#### [What this task involves]
Please reproduce exactly, and only, the line containing "If you could point out the dirt" and every line after it to the end of the records below, leaving out all pictures.

----

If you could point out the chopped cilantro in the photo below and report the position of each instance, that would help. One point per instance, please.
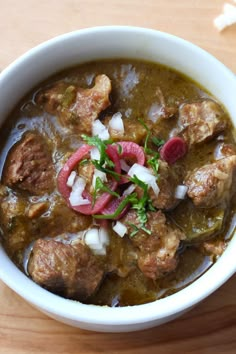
(154, 163)
(84, 162)
(158, 142)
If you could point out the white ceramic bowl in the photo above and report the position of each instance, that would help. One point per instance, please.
(116, 42)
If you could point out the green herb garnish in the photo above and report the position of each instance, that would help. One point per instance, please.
(158, 142)
(84, 162)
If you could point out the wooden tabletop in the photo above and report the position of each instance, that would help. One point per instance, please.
(211, 326)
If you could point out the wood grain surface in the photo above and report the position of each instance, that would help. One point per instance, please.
(211, 326)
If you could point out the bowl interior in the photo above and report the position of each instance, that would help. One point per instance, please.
(117, 42)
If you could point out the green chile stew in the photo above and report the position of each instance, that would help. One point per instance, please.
(117, 182)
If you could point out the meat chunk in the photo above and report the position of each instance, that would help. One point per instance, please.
(214, 247)
(213, 183)
(71, 271)
(157, 252)
(29, 165)
(167, 183)
(37, 209)
(77, 107)
(201, 121)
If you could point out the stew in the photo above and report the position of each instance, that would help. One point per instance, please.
(117, 182)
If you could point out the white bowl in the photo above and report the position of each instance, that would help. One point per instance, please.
(116, 42)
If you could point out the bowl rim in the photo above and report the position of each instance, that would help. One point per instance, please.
(103, 315)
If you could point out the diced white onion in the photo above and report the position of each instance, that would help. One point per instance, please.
(120, 229)
(116, 123)
(95, 154)
(124, 166)
(76, 197)
(71, 179)
(145, 175)
(100, 130)
(101, 175)
(97, 240)
(155, 112)
(129, 190)
(103, 236)
(226, 19)
(181, 191)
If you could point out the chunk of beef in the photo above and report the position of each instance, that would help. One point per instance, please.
(201, 121)
(71, 271)
(213, 183)
(35, 210)
(29, 165)
(214, 247)
(157, 252)
(167, 183)
(77, 107)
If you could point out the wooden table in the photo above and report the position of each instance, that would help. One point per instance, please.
(210, 327)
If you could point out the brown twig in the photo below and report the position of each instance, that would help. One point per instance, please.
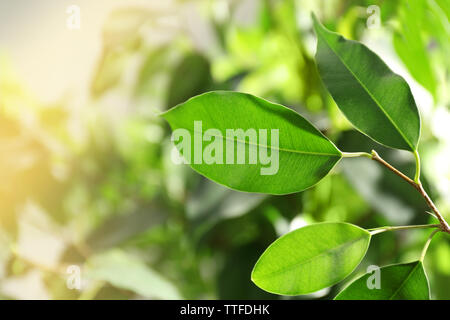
(418, 186)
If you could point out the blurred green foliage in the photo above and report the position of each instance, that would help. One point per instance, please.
(95, 187)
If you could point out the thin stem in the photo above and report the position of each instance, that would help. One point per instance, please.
(376, 157)
(427, 244)
(415, 183)
(418, 186)
(396, 228)
(417, 176)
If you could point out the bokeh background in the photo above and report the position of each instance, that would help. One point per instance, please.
(89, 196)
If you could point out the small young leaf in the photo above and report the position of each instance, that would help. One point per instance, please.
(295, 155)
(375, 100)
(311, 258)
(397, 282)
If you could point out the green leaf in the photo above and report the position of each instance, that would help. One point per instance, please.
(311, 258)
(300, 159)
(397, 282)
(125, 271)
(375, 100)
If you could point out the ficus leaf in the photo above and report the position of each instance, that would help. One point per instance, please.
(397, 282)
(375, 100)
(311, 258)
(301, 156)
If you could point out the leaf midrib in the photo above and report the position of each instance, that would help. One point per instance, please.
(296, 265)
(273, 148)
(371, 95)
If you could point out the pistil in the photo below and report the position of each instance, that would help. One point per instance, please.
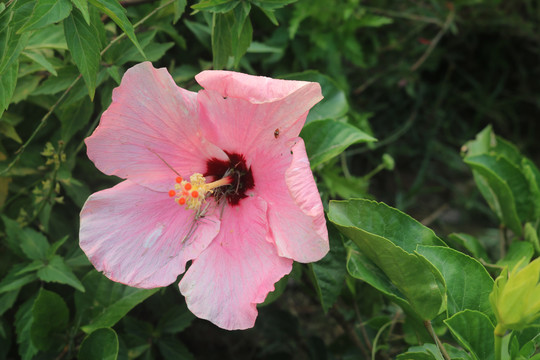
(193, 193)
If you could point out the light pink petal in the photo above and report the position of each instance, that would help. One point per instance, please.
(151, 126)
(246, 121)
(256, 89)
(236, 271)
(295, 212)
(136, 236)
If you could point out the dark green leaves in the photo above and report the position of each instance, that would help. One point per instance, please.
(47, 12)
(118, 14)
(231, 35)
(388, 238)
(508, 181)
(101, 344)
(50, 317)
(325, 139)
(329, 272)
(474, 331)
(467, 281)
(106, 302)
(84, 47)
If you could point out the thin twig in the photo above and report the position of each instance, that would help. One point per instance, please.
(43, 121)
(429, 328)
(351, 332)
(393, 137)
(398, 14)
(362, 327)
(435, 40)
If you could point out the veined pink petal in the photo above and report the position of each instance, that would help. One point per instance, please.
(151, 126)
(256, 89)
(136, 236)
(236, 271)
(247, 120)
(295, 212)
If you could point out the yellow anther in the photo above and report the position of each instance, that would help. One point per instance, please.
(193, 193)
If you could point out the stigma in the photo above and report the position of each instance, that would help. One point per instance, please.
(193, 193)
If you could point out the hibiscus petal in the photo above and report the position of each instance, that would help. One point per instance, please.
(151, 126)
(295, 212)
(136, 235)
(256, 89)
(236, 271)
(240, 113)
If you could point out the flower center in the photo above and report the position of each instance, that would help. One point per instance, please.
(193, 193)
(236, 169)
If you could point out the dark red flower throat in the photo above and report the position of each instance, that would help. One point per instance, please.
(236, 168)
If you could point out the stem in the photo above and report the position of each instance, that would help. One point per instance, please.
(498, 335)
(429, 328)
(503, 241)
(44, 119)
(376, 340)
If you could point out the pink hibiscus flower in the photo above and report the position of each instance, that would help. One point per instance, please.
(219, 177)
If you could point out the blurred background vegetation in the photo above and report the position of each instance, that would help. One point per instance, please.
(423, 77)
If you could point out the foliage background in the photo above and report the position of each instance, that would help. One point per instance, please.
(423, 77)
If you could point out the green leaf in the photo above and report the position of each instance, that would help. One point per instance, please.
(370, 20)
(471, 244)
(11, 43)
(531, 235)
(474, 331)
(388, 237)
(25, 86)
(118, 14)
(14, 281)
(55, 246)
(424, 352)
(361, 267)
(468, 284)
(13, 235)
(179, 7)
(175, 319)
(8, 131)
(51, 37)
(329, 272)
(344, 187)
(82, 5)
(23, 324)
(378, 218)
(532, 174)
(333, 106)
(41, 60)
(47, 12)
(326, 139)
(217, 6)
(57, 271)
(84, 47)
(7, 300)
(124, 51)
(272, 4)
(74, 117)
(491, 180)
(55, 84)
(231, 35)
(34, 244)
(101, 344)
(516, 252)
(106, 302)
(51, 316)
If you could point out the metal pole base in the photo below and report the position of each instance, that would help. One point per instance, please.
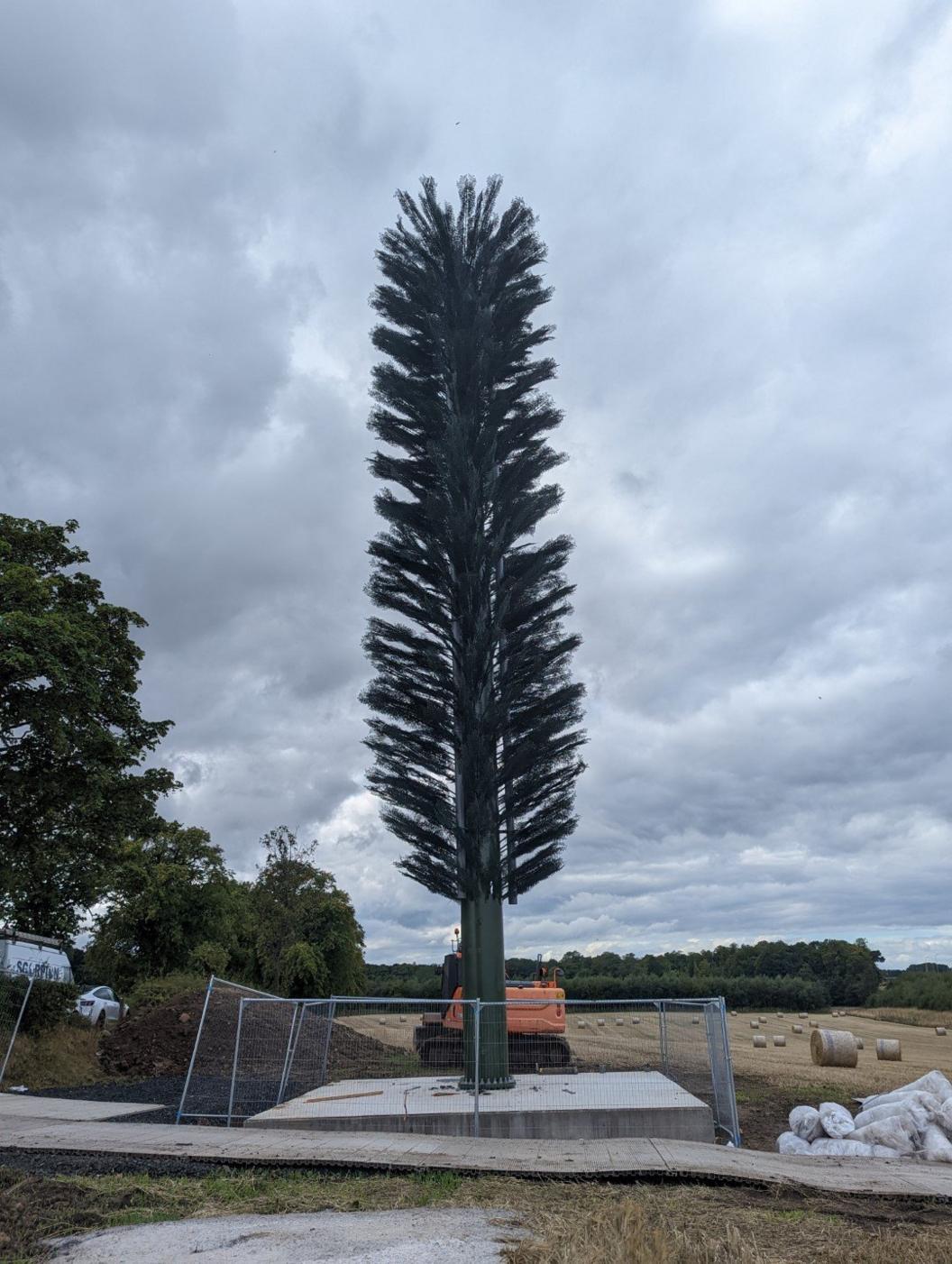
(486, 1086)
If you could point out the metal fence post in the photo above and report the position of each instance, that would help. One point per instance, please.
(728, 1076)
(325, 1052)
(15, 1028)
(477, 1008)
(296, 1019)
(195, 1050)
(663, 1034)
(234, 1062)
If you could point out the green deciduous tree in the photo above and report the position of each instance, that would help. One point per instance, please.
(307, 940)
(474, 735)
(72, 738)
(172, 906)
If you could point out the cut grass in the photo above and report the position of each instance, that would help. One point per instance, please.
(572, 1222)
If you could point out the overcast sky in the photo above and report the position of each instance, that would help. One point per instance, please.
(747, 214)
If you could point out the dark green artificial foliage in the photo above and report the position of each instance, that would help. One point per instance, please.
(476, 716)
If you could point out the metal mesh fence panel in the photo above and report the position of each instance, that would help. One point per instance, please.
(380, 1065)
(14, 997)
(207, 1084)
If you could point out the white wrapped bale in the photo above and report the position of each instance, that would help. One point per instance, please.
(901, 1097)
(831, 1048)
(896, 1131)
(942, 1115)
(827, 1145)
(918, 1116)
(789, 1143)
(936, 1147)
(836, 1120)
(804, 1122)
(932, 1082)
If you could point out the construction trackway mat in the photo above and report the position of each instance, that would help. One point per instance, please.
(401, 1150)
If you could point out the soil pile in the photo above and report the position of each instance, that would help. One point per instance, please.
(160, 1041)
(156, 1041)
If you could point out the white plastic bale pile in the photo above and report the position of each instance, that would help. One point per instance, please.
(913, 1122)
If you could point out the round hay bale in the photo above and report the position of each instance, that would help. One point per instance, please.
(832, 1048)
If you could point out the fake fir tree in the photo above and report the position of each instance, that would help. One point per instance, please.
(474, 712)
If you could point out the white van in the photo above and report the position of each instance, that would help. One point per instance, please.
(33, 956)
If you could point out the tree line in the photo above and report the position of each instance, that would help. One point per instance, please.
(767, 974)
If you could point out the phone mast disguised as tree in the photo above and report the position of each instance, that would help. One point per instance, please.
(474, 726)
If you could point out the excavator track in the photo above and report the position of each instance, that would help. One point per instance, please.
(527, 1053)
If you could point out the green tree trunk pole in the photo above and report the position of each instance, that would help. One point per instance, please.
(484, 977)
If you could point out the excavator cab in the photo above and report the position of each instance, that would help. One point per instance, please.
(536, 1030)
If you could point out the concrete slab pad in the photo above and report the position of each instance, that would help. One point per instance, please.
(559, 1107)
(329, 1236)
(14, 1106)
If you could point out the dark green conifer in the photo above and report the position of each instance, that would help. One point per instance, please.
(476, 717)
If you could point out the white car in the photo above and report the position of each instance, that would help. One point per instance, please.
(100, 1005)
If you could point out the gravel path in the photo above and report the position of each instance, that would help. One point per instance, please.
(332, 1236)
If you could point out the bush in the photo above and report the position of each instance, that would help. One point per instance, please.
(50, 1003)
(156, 991)
(209, 958)
(918, 991)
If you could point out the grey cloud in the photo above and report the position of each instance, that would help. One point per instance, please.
(745, 214)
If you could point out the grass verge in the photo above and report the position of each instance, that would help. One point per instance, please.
(571, 1223)
(62, 1056)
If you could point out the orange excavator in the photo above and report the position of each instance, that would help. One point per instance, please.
(536, 1031)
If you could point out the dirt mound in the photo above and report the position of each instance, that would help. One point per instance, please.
(156, 1041)
(160, 1041)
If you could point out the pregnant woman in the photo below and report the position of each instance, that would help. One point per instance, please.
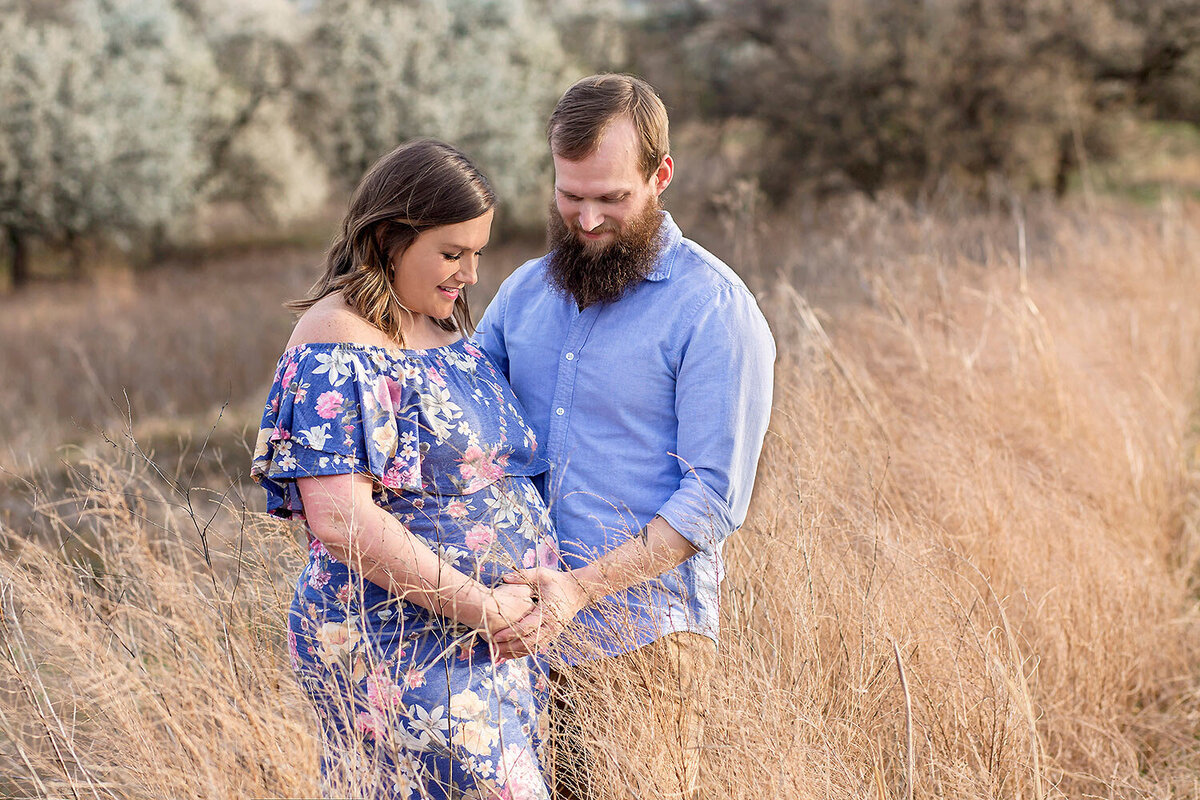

----

#### [Solution to this exercise]
If you could point out the dirt mound in the photo above and report the position of each instance, that would help. One point per instance, please.
(156, 1041)
(160, 1041)
If you could point out the pregnant woman in the photo below and report the position of each instance, that would help. One point per instance, please.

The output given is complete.